**BRIEF**. Only the lines from the start of the entries up to and including the line with "note: even for" should be written out, exactly as they stand.

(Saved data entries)
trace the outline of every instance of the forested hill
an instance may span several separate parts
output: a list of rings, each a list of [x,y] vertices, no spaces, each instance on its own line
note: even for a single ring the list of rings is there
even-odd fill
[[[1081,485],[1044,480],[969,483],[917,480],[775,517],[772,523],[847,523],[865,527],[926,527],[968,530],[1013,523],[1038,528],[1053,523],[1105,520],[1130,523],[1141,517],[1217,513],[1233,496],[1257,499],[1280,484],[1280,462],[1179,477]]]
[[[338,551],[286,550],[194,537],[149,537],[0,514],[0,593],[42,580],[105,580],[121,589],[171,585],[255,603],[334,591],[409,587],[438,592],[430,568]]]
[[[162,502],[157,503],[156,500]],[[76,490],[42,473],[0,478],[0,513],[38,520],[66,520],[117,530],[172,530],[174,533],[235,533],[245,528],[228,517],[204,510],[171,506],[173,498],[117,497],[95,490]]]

**YOUR RESPONSE**.
trace the outline of every instance of the forested hill
an instance may span several separate parts
output: a list of rings, each a list of [x,y] vertices, no spaces, each instance on its own line
note: even for a single ring the list of rings is there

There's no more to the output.